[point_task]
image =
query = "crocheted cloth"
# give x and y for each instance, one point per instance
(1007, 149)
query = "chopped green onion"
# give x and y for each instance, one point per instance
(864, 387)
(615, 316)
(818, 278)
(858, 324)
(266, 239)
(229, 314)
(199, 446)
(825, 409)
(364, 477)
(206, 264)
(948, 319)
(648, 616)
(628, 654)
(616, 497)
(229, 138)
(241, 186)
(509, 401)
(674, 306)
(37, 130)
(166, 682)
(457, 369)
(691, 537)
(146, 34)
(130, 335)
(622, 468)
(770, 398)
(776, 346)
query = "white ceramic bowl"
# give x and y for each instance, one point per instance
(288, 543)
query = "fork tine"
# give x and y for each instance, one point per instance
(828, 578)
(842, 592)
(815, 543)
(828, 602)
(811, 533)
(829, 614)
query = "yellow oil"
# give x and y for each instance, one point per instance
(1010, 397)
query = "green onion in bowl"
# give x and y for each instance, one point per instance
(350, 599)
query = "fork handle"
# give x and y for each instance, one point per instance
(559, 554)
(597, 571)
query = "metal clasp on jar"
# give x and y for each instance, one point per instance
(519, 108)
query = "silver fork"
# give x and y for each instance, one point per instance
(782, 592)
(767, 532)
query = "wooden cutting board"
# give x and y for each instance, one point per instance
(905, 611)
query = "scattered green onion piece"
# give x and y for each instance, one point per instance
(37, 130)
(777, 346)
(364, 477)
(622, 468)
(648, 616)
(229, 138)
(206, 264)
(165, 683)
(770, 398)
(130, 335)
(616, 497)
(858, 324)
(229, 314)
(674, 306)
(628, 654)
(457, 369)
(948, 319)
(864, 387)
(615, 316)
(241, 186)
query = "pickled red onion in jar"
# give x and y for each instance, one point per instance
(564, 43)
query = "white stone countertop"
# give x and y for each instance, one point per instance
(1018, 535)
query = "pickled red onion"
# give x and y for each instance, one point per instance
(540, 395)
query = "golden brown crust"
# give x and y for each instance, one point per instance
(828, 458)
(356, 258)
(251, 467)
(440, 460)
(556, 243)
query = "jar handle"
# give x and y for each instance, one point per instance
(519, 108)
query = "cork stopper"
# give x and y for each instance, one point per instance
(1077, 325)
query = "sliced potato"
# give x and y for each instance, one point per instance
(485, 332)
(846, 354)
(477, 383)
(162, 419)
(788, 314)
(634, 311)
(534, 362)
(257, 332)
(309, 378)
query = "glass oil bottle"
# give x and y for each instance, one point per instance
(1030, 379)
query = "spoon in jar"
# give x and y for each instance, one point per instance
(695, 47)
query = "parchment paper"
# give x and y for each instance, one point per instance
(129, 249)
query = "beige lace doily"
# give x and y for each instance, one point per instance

YOUR INSTRUCTIONS => Each line holding the word "fork" must be copied from the data.

RESPONSE =>
query = "fork tine"
query = "fork handle"
query = "silver fork"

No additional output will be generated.